:: Task description ::
Exactly and without additions, transcribe the line that contains "Please indicate the brown wild" and every line after it in the data.

:: Exercise material ::
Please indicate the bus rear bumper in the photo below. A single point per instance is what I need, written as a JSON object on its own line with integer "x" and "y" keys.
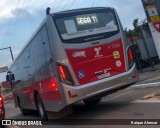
{"x": 100, "y": 88}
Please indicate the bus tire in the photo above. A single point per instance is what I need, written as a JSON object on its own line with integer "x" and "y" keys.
{"x": 23, "y": 111}
{"x": 92, "y": 101}
{"x": 40, "y": 107}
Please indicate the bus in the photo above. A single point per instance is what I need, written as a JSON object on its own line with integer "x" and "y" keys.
{"x": 75, "y": 55}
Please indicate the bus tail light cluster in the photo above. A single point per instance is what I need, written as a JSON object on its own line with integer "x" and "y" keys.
{"x": 1, "y": 102}
{"x": 64, "y": 74}
{"x": 130, "y": 58}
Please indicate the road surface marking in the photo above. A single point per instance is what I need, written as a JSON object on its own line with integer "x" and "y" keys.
{"x": 13, "y": 126}
{"x": 118, "y": 95}
{"x": 150, "y": 98}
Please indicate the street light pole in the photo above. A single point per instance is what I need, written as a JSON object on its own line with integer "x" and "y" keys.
{"x": 10, "y": 51}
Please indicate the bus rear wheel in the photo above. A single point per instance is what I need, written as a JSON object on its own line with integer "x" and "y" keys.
{"x": 92, "y": 101}
{"x": 40, "y": 107}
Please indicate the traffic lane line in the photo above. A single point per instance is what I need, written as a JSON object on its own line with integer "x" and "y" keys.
{"x": 11, "y": 126}
{"x": 122, "y": 94}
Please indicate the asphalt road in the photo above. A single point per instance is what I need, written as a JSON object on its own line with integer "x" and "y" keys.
{"x": 129, "y": 104}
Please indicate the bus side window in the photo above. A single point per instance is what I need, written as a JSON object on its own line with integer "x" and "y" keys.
{"x": 37, "y": 51}
{"x": 30, "y": 67}
{"x": 46, "y": 45}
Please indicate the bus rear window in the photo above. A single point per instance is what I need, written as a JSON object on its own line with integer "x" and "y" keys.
{"x": 86, "y": 26}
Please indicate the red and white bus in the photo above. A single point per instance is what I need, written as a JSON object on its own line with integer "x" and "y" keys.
{"x": 75, "y": 55}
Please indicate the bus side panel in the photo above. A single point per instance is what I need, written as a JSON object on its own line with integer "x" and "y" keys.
{"x": 98, "y": 62}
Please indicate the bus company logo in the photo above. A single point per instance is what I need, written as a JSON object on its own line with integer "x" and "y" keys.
{"x": 79, "y": 54}
{"x": 97, "y": 50}
{"x": 81, "y": 74}
{"x": 118, "y": 63}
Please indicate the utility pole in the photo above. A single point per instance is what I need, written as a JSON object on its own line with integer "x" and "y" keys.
{"x": 10, "y": 51}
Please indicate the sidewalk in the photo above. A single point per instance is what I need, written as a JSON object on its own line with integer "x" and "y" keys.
{"x": 149, "y": 75}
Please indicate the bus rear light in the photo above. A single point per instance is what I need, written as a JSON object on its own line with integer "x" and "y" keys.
{"x": 65, "y": 75}
{"x": 1, "y": 102}
{"x": 1, "y": 105}
{"x": 54, "y": 84}
{"x": 130, "y": 58}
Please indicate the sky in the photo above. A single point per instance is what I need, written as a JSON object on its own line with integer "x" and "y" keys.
{"x": 19, "y": 19}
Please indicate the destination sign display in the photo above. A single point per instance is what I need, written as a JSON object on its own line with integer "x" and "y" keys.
{"x": 87, "y": 19}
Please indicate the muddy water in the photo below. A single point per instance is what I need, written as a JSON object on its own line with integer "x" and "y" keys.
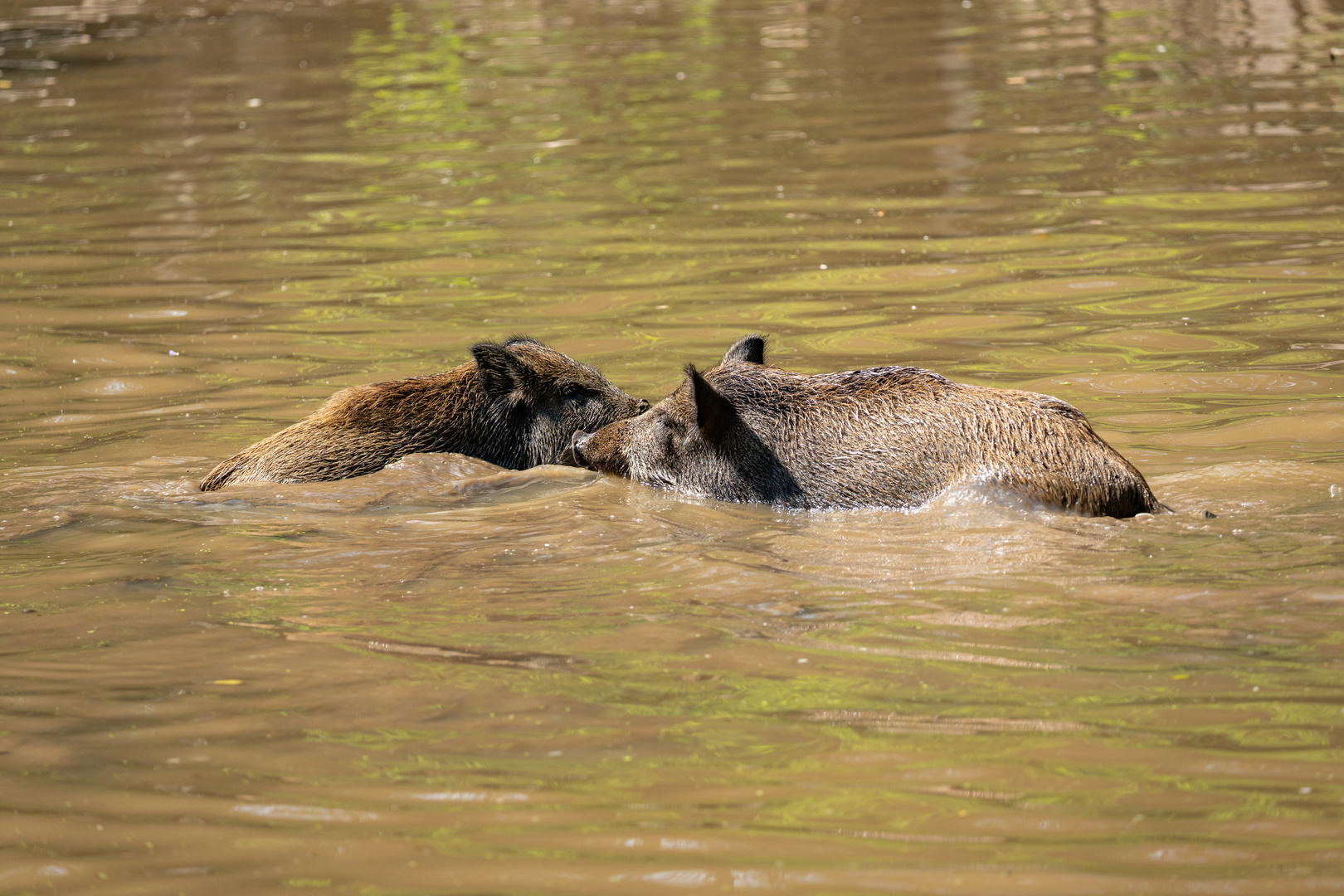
{"x": 450, "y": 679}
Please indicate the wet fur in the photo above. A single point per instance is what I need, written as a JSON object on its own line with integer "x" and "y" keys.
{"x": 515, "y": 405}
{"x": 882, "y": 437}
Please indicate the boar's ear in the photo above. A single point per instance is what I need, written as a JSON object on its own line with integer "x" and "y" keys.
{"x": 713, "y": 412}
{"x": 500, "y": 371}
{"x": 750, "y": 349}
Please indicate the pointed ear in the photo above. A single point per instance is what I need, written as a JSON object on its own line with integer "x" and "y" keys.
{"x": 499, "y": 370}
{"x": 750, "y": 349}
{"x": 713, "y": 412}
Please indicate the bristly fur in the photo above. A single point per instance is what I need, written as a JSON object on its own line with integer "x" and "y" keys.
{"x": 515, "y": 405}
{"x": 882, "y": 437}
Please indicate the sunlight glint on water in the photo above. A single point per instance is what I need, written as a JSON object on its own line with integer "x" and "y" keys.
{"x": 446, "y": 679}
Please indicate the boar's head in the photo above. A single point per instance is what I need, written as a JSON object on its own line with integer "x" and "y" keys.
{"x": 541, "y": 398}
{"x": 695, "y": 441}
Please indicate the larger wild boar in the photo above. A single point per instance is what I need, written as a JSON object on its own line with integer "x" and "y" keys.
{"x": 884, "y": 437}
{"x": 515, "y": 405}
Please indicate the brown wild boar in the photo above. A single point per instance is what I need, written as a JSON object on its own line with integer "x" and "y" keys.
{"x": 515, "y": 405}
{"x": 884, "y": 437}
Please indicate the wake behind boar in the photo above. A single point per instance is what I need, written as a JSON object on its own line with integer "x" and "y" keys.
{"x": 884, "y": 437}
{"x": 515, "y": 405}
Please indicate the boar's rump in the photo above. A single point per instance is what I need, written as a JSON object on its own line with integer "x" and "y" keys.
{"x": 515, "y": 405}
{"x": 884, "y": 437}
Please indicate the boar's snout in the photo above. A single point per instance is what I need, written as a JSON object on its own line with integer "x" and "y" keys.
{"x": 576, "y": 449}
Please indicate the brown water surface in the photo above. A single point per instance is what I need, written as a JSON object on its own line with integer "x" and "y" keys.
{"x": 450, "y": 679}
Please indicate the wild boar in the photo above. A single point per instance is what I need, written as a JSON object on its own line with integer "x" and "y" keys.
{"x": 884, "y": 437}
{"x": 516, "y": 405}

:: Task solution ::
Please indicate the brown wild boar in the photo above. A single point per instance is what I need, written as a JSON object on its own line with integer "x" and "y" keys.
{"x": 515, "y": 405}
{"x": 884, "y": 437}
Please indicate the wake behind boar in the photo above. A single point per instance is what I need, written as a JSON object on its own line with integer "x" and "y" keys.
{"x": 884, "y": 437}
{"x": 515, "y": 405}
Please indicate the boar's rump in the photo above. A single point per instance is what I need, written as a JSON object on its own line with integer "x" and "y" keys.
{"x": 515, "y": 405}
{"x": 884, "y": 437}
Please indicate the boar's snout in the photo above. A single point per instance is what I need, written as a JSON object on its own line with integer "x" and "y" keys.
{"x": 576, "y": 449}
Please indicate the brown water surface in the photo above. A single point per instance is what I need, written as a JSON object on its own line with integer "x" and "y" keys.
{"x": 450, "y": 679}
Please indicate the wild boar in the photo above. A single point per instance is what I need, written as a JSON object on its own line with integer "x" and "y" keys.
{"x": 884, "y": 437}
{"x": 516, "y": 405}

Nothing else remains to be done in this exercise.